SET PROBLEM → Give back, word for word, the part of the entries that opens with the first line and closes with the line containing "[(292, 154), (240, 160)]", including both ends.
# Start of SUPPLIED RECORDS
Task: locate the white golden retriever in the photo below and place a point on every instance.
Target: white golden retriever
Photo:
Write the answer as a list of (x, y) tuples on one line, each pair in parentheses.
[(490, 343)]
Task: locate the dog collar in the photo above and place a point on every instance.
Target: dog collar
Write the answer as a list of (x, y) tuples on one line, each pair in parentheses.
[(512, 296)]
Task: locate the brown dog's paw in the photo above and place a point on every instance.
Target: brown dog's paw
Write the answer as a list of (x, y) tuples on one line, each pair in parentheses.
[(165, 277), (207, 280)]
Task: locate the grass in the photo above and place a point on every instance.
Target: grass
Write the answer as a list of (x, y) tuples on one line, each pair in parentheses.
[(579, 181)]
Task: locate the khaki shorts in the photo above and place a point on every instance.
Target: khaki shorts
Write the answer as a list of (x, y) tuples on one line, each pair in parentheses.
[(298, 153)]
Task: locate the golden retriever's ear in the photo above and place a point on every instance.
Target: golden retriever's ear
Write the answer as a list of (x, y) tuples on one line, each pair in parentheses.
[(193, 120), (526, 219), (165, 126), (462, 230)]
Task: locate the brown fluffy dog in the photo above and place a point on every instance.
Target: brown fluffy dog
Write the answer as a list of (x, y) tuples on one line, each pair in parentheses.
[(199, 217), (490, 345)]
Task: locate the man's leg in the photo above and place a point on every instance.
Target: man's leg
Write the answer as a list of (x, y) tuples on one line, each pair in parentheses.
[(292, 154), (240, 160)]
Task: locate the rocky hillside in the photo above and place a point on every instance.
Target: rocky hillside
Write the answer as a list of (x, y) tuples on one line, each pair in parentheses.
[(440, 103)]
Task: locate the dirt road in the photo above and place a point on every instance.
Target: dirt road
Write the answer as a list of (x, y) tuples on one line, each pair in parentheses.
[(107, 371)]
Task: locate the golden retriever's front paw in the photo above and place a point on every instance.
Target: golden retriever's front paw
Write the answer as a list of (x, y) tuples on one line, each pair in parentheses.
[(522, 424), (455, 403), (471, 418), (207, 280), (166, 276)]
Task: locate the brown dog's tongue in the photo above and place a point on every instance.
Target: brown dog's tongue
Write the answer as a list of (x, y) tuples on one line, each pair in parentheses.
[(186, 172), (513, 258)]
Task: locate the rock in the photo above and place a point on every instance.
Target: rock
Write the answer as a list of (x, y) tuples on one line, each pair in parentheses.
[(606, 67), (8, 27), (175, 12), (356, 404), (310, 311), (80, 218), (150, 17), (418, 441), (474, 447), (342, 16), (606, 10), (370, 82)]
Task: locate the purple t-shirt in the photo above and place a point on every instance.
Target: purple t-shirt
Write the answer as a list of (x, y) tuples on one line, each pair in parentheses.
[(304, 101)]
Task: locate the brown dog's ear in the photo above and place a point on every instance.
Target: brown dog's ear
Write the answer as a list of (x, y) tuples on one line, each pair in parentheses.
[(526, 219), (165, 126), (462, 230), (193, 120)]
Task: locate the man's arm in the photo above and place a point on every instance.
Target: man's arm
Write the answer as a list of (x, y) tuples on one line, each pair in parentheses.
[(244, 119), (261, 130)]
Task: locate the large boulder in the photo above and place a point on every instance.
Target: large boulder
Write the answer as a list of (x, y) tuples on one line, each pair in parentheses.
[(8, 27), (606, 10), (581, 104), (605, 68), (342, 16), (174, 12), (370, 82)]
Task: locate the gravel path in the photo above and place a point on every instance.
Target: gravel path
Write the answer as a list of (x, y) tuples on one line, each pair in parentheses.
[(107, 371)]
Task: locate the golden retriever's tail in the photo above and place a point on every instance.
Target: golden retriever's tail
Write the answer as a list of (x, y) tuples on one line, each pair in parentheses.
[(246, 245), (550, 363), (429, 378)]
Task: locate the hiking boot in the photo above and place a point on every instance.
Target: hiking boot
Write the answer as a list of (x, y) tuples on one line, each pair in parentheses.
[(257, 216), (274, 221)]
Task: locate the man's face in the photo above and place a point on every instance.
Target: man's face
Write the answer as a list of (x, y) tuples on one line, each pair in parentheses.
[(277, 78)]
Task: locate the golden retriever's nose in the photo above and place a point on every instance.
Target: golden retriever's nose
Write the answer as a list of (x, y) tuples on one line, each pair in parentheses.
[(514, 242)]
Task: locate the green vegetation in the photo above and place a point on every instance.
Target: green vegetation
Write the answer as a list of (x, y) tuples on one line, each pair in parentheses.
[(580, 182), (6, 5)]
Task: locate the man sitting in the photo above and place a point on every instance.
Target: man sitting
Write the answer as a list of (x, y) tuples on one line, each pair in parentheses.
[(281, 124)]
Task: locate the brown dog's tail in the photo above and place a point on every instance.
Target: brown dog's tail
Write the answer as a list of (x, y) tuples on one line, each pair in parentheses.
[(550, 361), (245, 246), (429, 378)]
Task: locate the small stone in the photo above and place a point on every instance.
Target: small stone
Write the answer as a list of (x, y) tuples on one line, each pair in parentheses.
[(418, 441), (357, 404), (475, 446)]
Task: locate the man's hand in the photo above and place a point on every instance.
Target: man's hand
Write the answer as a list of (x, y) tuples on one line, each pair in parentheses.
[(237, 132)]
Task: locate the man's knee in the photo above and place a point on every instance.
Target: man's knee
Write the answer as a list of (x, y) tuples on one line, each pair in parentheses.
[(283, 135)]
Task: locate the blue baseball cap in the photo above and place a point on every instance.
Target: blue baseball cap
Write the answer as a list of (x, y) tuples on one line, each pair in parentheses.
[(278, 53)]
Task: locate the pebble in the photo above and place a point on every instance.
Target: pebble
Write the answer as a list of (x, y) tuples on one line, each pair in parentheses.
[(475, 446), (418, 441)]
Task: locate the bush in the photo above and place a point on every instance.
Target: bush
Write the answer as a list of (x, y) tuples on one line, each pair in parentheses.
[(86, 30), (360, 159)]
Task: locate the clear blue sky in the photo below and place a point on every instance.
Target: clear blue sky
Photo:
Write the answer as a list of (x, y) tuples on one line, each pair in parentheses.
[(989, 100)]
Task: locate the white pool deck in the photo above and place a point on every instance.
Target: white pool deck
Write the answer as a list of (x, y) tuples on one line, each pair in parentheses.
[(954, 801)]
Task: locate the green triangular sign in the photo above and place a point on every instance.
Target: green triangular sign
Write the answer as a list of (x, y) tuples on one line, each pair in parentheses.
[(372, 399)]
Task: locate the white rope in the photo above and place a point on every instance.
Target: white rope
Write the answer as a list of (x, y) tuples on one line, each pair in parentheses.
# End of SUPPLIED RECORDS
WRITTEN REPLY →
Task: locate the white golden retriever in the photo below and place a point on every instance.
Target: white golden retriever
Photo:
Write the answer as a list of (x, y) tuples on one line, each pair in parentheses.
[(490, 343)]
Task: locate the dog collar in the photo above and place a point on every instance.
Target: dog collar
Write the answer as a list of (x, y) tuples on one line, each pair in parentheses.
[(512, 296)]
Task: locate the brown dog's paw in the photo above and place a point on every instance.
Target: brown dog's paw
Write the answer as a list of (x, y) tuples on one line, each pair in parentheses.
[(165, 277), (207, 280)]
Task: locate the grass in the photo above and place a point on every instance.
Target: grass
Write the answer as a list of (x, y) tuples on one line, each pair in parentheses.
[(579, 181)]
Task: locate the khaki shorts in the photo above and place a point on every instance.
Target: khaki shorts
Write the answer as a list of (x, y) tuples on one line, each pair in parentheses.
[(298, 153)]
Task: locate the golden retriever's ear in the photo above and place a point on every instance.
Target: golden retriever's ear
Write the answer as a list of (x, y) tuples on one line, each pair in parentheses.
[(193, 120), (526, 219), (165, 126), (462, 230)]
Task: locate the brown fluffy dog in the photo above and place a point on every instance.
Target: brown fluffy dog
Write the answer as a list of (x, y) tuples on one line, each pair in parentheses.
[(199, 217), (490, 345)]
Task: locate the man's leg in the photo above and place a point on every instance.
Target: man's leg
Write the answer as a list of (x, y) tuples on one line, each pair in parentheses.
[(292, 154), (240, 160)]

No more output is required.